* **Material for the task**
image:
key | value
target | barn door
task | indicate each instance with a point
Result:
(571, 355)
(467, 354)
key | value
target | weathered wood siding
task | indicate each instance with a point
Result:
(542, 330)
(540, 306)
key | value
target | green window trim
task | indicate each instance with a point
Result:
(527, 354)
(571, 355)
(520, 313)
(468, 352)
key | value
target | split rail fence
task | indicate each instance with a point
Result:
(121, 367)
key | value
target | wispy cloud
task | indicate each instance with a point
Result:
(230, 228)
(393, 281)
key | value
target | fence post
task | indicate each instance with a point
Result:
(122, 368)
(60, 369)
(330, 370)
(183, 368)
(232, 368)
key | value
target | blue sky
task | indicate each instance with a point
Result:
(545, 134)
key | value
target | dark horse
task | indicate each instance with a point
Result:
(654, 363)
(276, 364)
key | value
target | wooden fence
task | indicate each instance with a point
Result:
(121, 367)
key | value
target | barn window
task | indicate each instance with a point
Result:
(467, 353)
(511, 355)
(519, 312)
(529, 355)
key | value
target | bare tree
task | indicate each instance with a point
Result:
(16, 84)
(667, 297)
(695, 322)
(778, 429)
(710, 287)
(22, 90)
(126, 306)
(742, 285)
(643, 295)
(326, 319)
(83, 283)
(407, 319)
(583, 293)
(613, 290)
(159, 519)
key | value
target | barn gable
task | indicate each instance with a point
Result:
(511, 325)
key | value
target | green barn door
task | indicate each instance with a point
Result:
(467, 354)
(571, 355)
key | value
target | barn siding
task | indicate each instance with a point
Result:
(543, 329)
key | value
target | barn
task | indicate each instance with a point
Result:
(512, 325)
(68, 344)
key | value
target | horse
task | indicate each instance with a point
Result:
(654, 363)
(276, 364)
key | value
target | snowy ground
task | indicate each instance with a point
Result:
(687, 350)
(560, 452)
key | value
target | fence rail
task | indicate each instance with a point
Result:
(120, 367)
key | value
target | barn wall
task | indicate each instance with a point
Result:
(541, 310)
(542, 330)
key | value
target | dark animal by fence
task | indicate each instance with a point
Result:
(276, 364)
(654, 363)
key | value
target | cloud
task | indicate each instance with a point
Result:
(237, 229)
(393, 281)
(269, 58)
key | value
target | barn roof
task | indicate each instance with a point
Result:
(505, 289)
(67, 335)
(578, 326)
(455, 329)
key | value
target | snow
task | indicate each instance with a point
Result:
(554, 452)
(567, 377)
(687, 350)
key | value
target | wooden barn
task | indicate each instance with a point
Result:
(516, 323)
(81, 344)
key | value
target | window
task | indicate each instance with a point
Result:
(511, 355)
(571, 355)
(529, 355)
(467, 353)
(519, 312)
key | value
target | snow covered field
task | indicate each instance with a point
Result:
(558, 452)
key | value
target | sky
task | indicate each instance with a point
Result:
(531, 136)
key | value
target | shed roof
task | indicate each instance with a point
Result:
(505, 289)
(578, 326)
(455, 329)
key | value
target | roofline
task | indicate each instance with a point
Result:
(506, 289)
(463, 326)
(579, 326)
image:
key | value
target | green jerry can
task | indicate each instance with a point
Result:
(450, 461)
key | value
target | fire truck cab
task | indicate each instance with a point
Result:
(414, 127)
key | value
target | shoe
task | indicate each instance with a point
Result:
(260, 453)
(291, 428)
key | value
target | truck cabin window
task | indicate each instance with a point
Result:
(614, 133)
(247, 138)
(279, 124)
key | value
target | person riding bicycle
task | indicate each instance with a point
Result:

* **What is being asked**
None of the records may be omitted; each is to be printed exactly.

* **Result below**
image:
key | value
target | barn door
task | indicate each instance with a point
Result:
(571, 355)
(467, 354)
key | value
target | weathered wood siding
task | indicate each instance with a point
Result:
(542, 330)
(540, 306)
key | value
target | green window trim
task | indicate each instance with a point
Result:
(527, 354)
(571, 355)
(520, 313)
(468, 352)
key | value
target | split rail fence
task | indicate each instance with a point
Result:
(121, 367)
key | value
target | wispy cloud
task | indicate each instance with a point
Result:
(230, 228)
(393, 281)
key | value
target | fence post
task | indicate each instance with a point
Result:
(122, 368)
(60, 369)
(330, 370)
(183, 368)
(232, 368)
key | value
target | blue sky
task | indicate each instance with a point
Result:
(545, 134)
key | value
target | dark horse
task | indicate each instance with a point
Result:
(654, 363)
(276, 364)
key | value
target | wooden fence
task | indicate each instance with a point
Result:
(121, 367)
key | value
target | barn window
task | indicate each instance with a point
Result:
(467, 353)
(511, 355)
(519, 312)
(529, 355)
key | value
target | bare tree
task | indicate each instance with a point
Result:
(16, 84)
(667, 297)
(695, 322)
(778, 429)
(710, 287)
(22, 90)
(126, 306)
(742, 285)
(643, 295)
(326, 319)
(83, 283)
(407, 319)
(583, 293)
(613, 290)
(159, 519)
key | value
target | barn gable
task | indicate each instance with a point
Result:
(511, 325)
key | value
target | green barn door
task | indicate each instance with a point
Result:
(467, 354)
(571, 355)
key | value
target | barn siding
task | indicate each instance with a point
Result:
(543, 329)
key | value
target | barn
task | indicate each instance with a point
Result:
(512, 325)
(68, 344)
key | value
target | horse
task | indicate each instance with a point
Result:
(654, 363)
(276, 364)
key | value
target | snowy ground
task | indicate each instance with a point
Result:
(687, 350)
(560, 452)
key | value
target | fence rail
task | indicate each instance with a point
Result:
(120, 367)
key | value
target | barn wall
task | indicate each instance with a point
Result:
(541, 310)
(542, 330)
key | value
target | dark animal by fence
task | indicate each instance with a point
Result:
(276, 364)
(654, 363)
key | value
target | cloud
task | indicate each instance with a point
Result:
(237, 229)
(393, 281)
(269, 58)
key | value
target | barn roof
task | indicate each instance with a point
Result:
(505, 289)
(67, 335)
(578, 326)
(455, 329)
key | value
target | snow
task | indicate each instance with a point
Result:
(554, 452)
(567, 377)
(687, 350)
key | value
target | wooden barn
task | indicate each instance with a point
Result:
(516, 323)
(81, 344)
key | value
target | window
task | indicate each instance with a point
Result:
(511, 355)
(571, 355)
(529, 355)
(467, 353)
(519, 312)
key | value
target | snow covered field
task | indicate each instance with a point
Result:
(558, 452)
key | value
target | sky
task | indicate each instance with a point
Result:
(531, 136)
key | value
target | shed roof
task | indicate each instance with a point
Result:
(505, 289)
(578, 326)
(455, 329)
key | value
target | roofline
task | indicate each instance with a point
Result:
(506, 289)
(463, 326)
(579, 326)
image:
key | value
target | green jerry can
task | indicate each instance with a point
Result:
(450, 461)
key | value
target | fire truck cab
task | indicate each instance with a point
Result:
(414, 127)
key | value
target | shoe
task | indicate each instance with a point
Result:
(260, 453)
(291, 428)
key | value
target | truck cabin window
task | indicate each instance with a point
Result:
(614, 133)
(247, 138)
(279, 124)
key | value
target | person riding bicycle
task | indicate each instance with a point
Result:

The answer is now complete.